◆ **EXERCISE TEXT**:
########
Whenever debts are concerned, credit cards and short-term loans will always be tackled. These debt instruments are popular choices among many borrowers, and they can be used for various reasons. A credit card lets you draw ‘virtual cash’ and enjoy several privileges, but the penalty for non-repayment is too high. A short-term loan, on the other hand, is very convenient and can be used for financial emergencies, though interests can sometimes go beyond expectations. If you want to choose between a credit card and a short-term loan, you should analyze these factors:
It’s undeniable that short-term loan application is five times easier than credit card processes. Short-term applications can usually be finished within a day, and you’ll get your money quickly. Credit cards, even though they’re frequently offered by persistent agents, may take a while before you can gain real benefits. Also, if your credit rating is not at par with the company’s measuring stick, your application will be denied. If you need money fast, look beyond credit cards and go for short-term loans instead.
For requirements, short-term loans get another point. Short-term loan lenders typically ask for IDs, government documents, income statements, and employment certificates. Other than those, nothing might follow. Credit card companies and banks will ask you for tons of requirements. They may require additional pictures and documents – on top of interviews. So, if you’re applying for credit cards, you need to be very patient.
If you’re going to compare the value of short-term personal loans and credit cards, the latter will win by a margin. Credit cards are powerful debt instruments that can bring numerous advantages if used properly. You can even use a credit card to finance an investment or boost your credit score. Short-term loans are meant for short-term purposes only. Once you’ve paid off the loan, there will be no more benefits or advantages – the deal is complete. Don’t worry though – you can always reapply for a short-term loan if you’re a good payer.
In terms of repayment, short-term loans are easier. More often than not, the rates of these loans can fit within anyone’s budget, but it all depends on the loan amount that you’ve chosen. Credit card rates might scale up depending on market factors, your chosen product, and other perks included. Your average spending rate will even be included in the equation. Such difficulty eventually led to many borrowers defaulting on their credit cards.
While getting a credit card is not a bad thing, you should weigh your options carefully. A credit card can bind you to a year-long agreement, while a short-term loan is more manageable. These debt instruments are totally different but they still have one thing in common: you need to pay them back. Don’t miss a payment schedule or you’ll face tons of penalties – along with a drastically reduced credit score. So, always plan ahead if you have a debt!
########
◆ **GIVEN RECORDS**:

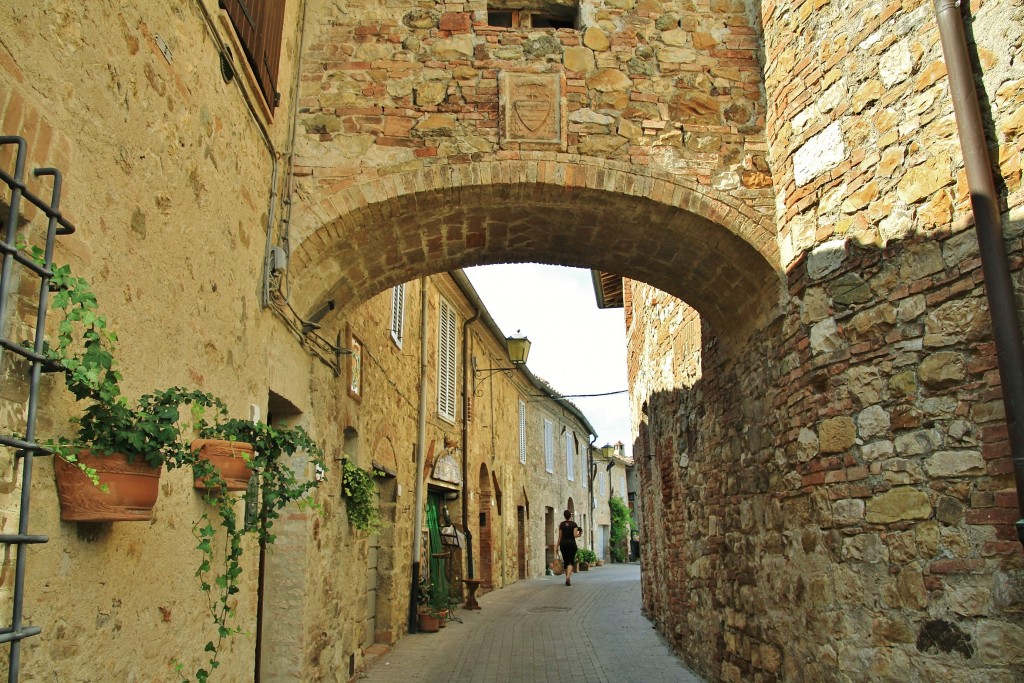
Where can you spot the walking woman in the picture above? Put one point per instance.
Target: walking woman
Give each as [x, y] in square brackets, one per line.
[568, 531]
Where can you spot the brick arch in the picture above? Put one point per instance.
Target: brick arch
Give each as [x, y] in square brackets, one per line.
[705, 247]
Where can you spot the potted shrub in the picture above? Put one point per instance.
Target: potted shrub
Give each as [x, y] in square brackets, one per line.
[428, 615]
[110, 470]
[148, 434]
[359, 492]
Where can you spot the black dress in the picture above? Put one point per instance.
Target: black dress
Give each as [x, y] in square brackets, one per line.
[567, 546]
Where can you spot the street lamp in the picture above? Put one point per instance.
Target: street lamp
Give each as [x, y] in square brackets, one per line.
[517, 347]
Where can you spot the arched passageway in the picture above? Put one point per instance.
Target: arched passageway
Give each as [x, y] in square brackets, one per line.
[705, 247]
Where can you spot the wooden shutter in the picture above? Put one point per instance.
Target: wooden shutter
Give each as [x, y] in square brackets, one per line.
[259, 25]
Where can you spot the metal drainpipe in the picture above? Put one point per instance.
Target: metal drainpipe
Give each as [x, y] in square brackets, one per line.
[465, 440]
[420, 461]
[1006, 327]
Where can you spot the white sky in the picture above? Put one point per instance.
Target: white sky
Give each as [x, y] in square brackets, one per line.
[574, 346]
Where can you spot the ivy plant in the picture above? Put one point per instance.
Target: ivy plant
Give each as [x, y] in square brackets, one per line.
[153, 429]
[360, 497]
[279, 486]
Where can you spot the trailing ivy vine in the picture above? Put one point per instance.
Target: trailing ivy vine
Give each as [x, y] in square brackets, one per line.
[278, 487]
[152, 429]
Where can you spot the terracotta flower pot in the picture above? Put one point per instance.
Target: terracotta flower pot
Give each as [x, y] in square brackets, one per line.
[132, 488]
[227, 458]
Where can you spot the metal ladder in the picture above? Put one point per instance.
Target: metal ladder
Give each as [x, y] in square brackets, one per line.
[25, 445]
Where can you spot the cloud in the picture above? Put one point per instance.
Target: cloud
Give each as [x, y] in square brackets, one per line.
[576, 346]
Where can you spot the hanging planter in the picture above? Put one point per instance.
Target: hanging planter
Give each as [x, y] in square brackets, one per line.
[231, 460]
[128, 491]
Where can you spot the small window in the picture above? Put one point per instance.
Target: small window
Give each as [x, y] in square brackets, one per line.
[570, 455]
[398, 314]
[259, 25]
[549, 445]
[522, 432]
[535, 14]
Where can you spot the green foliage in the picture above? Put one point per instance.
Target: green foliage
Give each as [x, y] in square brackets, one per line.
[279, 486]
[153, 429]
[360, 497]
[622, 523]
[84, 347]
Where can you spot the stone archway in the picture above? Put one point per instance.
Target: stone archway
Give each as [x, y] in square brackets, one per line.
[704, 246]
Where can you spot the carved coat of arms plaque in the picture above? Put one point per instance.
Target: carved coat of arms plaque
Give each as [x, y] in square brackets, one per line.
[531, 109]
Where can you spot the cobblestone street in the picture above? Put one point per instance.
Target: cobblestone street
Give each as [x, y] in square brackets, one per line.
[541, 631]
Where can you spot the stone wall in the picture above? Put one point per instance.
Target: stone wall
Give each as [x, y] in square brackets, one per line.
[853, 511]
[167, 179]
[836, 501]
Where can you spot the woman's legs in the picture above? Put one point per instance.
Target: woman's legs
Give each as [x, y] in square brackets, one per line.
[568, 560]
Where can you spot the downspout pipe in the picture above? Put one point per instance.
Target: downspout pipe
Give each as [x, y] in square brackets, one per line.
[467, 370]
[420, 462]
[995, 266]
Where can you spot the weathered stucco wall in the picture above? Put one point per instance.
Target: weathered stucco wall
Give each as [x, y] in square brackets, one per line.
[168, 181]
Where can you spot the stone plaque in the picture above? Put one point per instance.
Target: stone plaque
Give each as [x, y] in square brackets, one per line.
[531, 109]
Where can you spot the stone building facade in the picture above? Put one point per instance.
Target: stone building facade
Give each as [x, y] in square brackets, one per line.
[828, 492]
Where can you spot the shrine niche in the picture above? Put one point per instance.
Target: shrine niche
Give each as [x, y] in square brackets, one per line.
[449, 465]
[531, 110]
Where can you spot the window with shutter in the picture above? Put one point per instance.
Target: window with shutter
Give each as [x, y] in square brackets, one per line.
[446, 361]
[259, 25]
[522, 432]
[570, 455]
[398, 313]
[549, 445]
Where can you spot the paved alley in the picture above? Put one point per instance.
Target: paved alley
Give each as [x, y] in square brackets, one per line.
[541, 631]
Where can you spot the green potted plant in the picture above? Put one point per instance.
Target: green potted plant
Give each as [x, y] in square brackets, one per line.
[428, 615]
[359, 492]
[110, 470]
[279, 485]
[150, 434]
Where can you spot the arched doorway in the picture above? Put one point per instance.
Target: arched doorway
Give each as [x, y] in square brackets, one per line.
[705, 247]
[522, 524]
[486, 570]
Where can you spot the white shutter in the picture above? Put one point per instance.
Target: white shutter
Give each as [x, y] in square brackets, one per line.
[398, 313]
[446, 360]
[569, 455]
[522, 432]
[549, 445]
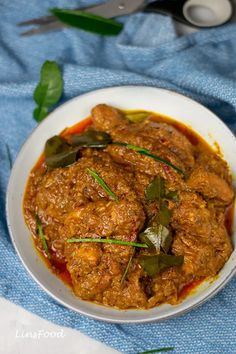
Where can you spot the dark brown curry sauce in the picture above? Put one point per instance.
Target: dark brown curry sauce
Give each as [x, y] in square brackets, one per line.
[57, 266]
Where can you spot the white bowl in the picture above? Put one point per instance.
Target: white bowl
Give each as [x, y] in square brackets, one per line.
[169, 103]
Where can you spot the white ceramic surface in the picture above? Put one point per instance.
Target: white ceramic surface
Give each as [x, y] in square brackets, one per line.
[163, 101]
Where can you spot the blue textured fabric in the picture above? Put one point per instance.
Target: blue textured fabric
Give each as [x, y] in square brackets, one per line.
[147, 52]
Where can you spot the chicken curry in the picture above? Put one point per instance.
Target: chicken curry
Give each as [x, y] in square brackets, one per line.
[130, 208]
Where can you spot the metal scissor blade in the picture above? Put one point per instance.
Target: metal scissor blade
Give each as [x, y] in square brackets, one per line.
[109, 9]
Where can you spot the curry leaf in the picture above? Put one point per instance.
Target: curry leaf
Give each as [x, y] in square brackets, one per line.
[127, 269]
[156, 189]
[153, 265]
[91, 138]
[164, 214]
[88, 21]
[102, 184]
[62, 159]
[157, 237]
[106, 240]
[146, 152]
[49, 89]
[55, 145]
[42, 236]
[58, 153]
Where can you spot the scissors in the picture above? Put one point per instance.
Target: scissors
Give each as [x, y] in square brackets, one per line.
[196, 13]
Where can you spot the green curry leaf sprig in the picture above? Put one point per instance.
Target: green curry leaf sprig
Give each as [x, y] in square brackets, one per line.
[61, 153]
[49, 89]
[158, 235]
[88, 21]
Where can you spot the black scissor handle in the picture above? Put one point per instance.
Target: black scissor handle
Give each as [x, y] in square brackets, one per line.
[178, 9]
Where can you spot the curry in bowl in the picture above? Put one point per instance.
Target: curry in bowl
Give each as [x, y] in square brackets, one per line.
[130, 208]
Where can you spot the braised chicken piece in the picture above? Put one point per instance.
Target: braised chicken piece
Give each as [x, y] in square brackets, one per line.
[133, 210]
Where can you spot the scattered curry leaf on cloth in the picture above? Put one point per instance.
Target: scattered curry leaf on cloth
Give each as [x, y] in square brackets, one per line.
[88, 21]
[49, 89]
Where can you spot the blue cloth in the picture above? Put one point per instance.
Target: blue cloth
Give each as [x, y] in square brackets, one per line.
[147, 52]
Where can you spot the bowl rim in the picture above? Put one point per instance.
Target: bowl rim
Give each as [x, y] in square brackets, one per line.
[178, 312]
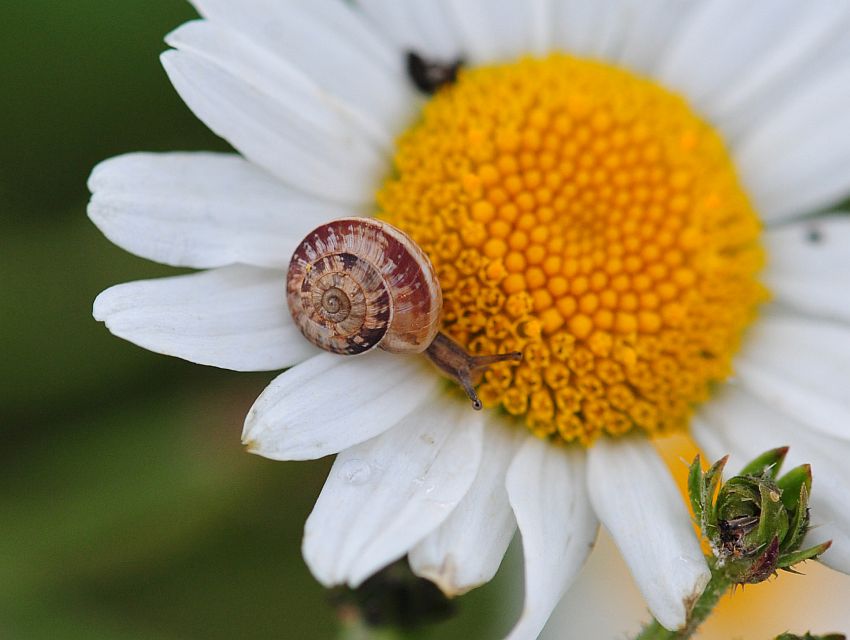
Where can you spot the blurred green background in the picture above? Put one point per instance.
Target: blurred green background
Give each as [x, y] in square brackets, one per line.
########
Reproduce word for word the stretch of the text on credit cards and short-term loans from "While getting a" through "have a debt!". The listing has no connection to the text on credit cards and short-term loans.

◆ **EXERCISE SOLUTION**:
While getting a credit card is not a bad thing, you should weigh your options carefully. A credit card can bind you to a year-long agreement, while a short-term loan is more manageable. These debt instruments are totally different but they still have one thing in common: you need to pay them back. Don’t miss a payment schedule or you’ll face tons of penalties – along with a drastically reduced credit score. So, always plan ahead if you have a debt!